**Alıntılanan Metin**.
·····
Bilimin temelleri felsefenin içinde Aristo ile mantığın, çeşitli eser ve icatlarla Antik Yunan düşünürlerinin çalışmalarıyla atıldı. 18. yy Aydınlanması'na kadar çoğunluğunu teologların oluşturduğu felsefeci ve bilim adamları ve ilk üniversiteler gibi bilim kurumları kurulmuş olsa da bilimin modern zananlarda sahip olduğu saygınlığı henüz yoktu. Insanların asırlardır yaptığı düşünme sayesinde çağımızı her alanda yeniden doğuran; düşünmede Aydınlanma (Rönesans), sosyal ve siyasal davranışlarda Fransız Devrimi ve ekonomide Endüstri Devrimi'yle 18. yy'dan itibaren yeni bir düzen gelişti. Bilim de bu düzen içinde anlam ifade eder ve günümüzde felsefeden ayrılmış olduğu tartışılmaktadır. Bununla birlikte bilim felsefesi yine de bilim kuramlarını tartışmaya devam eder. Ayrıca bilimsel etik, bilim ile yalancı bilimin (pseudoscience)ayrımı da bilim felsefesinin konuları arasındadır.
Bilimde kurumsallaşma devlet güdümlü ve destekli yarı özerk üniversite ve enstitülerle sürdürülür. Uluslararası, bağımsız bir bilim otoritesi kurum olarak yoktur.
Bilimsel bilgi araştırma enstitüleri, üniversiteler gibi krumlarda yapılan çalışmalarda ve yayın ilkesine göre değerlendirilir. Düşünce veya hipotez, gözlem ve deneylerle ispatlanarak tartışmaya açılır. Tartışmaya açmak yayın yapmakla mümkündür. Uluslararası hakemli dergiler bu yayınları alır, inceler, bilimsel bilgiye uygunluğunu değerlendirir ve hakemlerin eleştiri ve katkılarıyla yayına uygun hale getirir ve yayınlar. Bu yayını destekleyici veya eleştirici ne kadar çok başka yayın olmuşsa, yani alıntılanmışsa bu yayın o kadar değerli ve ilham verici olarak yükselir, belki yeni fikirlere yol açar.
·····
**Yapılacak Alıştırmalar**.
a. Bilimle ilgili metne göre bilimde kurumsallaşma hangi kurumlarla sürdürülür?
b. Bilimle ilgili metinde "Bilimsel bilgi araştırma" sözleriyle başlayıp "fikirlere yol açar." sözleriyle biten bölümü olduğu gibi kopyalayın.

**Verilen Bilgiler**.
·····
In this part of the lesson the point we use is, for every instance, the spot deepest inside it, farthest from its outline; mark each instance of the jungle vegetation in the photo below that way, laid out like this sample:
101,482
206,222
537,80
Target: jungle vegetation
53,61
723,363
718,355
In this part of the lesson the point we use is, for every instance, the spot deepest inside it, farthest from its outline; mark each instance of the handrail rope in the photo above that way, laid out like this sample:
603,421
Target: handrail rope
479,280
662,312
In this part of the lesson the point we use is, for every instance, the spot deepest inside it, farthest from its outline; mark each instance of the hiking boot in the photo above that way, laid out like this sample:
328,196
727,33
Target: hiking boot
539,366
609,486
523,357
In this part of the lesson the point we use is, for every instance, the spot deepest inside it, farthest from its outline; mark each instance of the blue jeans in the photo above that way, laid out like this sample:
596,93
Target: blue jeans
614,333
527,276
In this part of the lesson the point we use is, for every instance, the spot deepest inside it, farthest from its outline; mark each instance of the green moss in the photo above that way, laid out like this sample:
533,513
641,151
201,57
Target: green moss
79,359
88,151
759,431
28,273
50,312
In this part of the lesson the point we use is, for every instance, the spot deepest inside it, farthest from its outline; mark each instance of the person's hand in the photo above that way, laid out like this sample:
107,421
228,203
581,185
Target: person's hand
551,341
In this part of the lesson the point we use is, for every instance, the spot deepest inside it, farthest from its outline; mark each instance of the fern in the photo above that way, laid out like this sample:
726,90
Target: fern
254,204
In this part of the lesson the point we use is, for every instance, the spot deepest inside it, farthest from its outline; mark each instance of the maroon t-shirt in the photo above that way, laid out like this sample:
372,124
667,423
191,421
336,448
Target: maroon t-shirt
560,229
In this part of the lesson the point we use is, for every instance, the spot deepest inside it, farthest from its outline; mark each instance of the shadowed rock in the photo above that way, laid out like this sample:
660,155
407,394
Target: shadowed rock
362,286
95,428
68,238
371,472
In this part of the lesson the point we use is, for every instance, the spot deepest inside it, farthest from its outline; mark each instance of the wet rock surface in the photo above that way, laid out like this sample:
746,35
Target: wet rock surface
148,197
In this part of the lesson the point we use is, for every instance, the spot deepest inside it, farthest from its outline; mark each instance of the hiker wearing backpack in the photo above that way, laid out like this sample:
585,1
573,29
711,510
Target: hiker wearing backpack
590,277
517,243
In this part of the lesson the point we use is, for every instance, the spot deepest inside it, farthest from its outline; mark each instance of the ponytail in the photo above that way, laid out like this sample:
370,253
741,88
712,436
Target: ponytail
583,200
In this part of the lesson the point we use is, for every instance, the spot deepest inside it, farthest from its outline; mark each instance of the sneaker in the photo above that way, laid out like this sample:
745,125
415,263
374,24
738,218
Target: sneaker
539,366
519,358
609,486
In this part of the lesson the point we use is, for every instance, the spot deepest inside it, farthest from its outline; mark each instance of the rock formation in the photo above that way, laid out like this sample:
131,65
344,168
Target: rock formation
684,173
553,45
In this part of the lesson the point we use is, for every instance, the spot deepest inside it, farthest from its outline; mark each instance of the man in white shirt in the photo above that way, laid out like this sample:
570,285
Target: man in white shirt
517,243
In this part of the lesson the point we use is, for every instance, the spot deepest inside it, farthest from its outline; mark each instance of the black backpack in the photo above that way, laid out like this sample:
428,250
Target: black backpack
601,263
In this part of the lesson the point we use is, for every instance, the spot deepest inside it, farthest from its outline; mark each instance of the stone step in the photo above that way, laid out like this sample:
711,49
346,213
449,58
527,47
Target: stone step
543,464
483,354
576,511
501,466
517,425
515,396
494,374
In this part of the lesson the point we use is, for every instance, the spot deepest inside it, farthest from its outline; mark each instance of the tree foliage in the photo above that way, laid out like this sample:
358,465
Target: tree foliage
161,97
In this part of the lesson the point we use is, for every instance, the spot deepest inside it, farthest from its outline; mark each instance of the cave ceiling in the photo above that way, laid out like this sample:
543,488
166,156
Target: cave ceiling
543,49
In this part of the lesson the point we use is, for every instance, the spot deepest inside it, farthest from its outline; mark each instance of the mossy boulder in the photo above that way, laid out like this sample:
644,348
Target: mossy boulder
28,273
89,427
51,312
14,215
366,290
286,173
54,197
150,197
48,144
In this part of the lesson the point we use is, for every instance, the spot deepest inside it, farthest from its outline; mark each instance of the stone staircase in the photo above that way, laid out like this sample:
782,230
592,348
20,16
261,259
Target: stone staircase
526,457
·····
**Görevlere Göre Yanıtlar**.
a. Devlet güdümlü ve destekli yarı özerk üniversite ve enstitülerle sürdürülür.

b.
Bilimsel bilgi araştırma enstitüleri, üniversiteler gibi krumlarda yapılan çalışmalarda ve yayın ilkesine göre değerlendirilir. Düşünce veya hipotez, gözlem ve deneylerle ispatlanarak tartışmaya açılır. Tartışmaya açmak yayın yapmakla mümkündür. Uluslararası hakemli dergiler bu yayınları alır, inceler, bilimsel bilgiye uygunluğunu değerlendirir ve hakemlerin eleştiri ve katkılarıyla yayına uygun hale getirir ve yayınlar. Bu yayını destekleyici veya eleştirici ne kadar çok başka yayın olmuşsa, yani alıntılanmışsa bu yayın o kadar değerli ve ilham verici olarak yükselir, belki yeni fikirlere yol açar.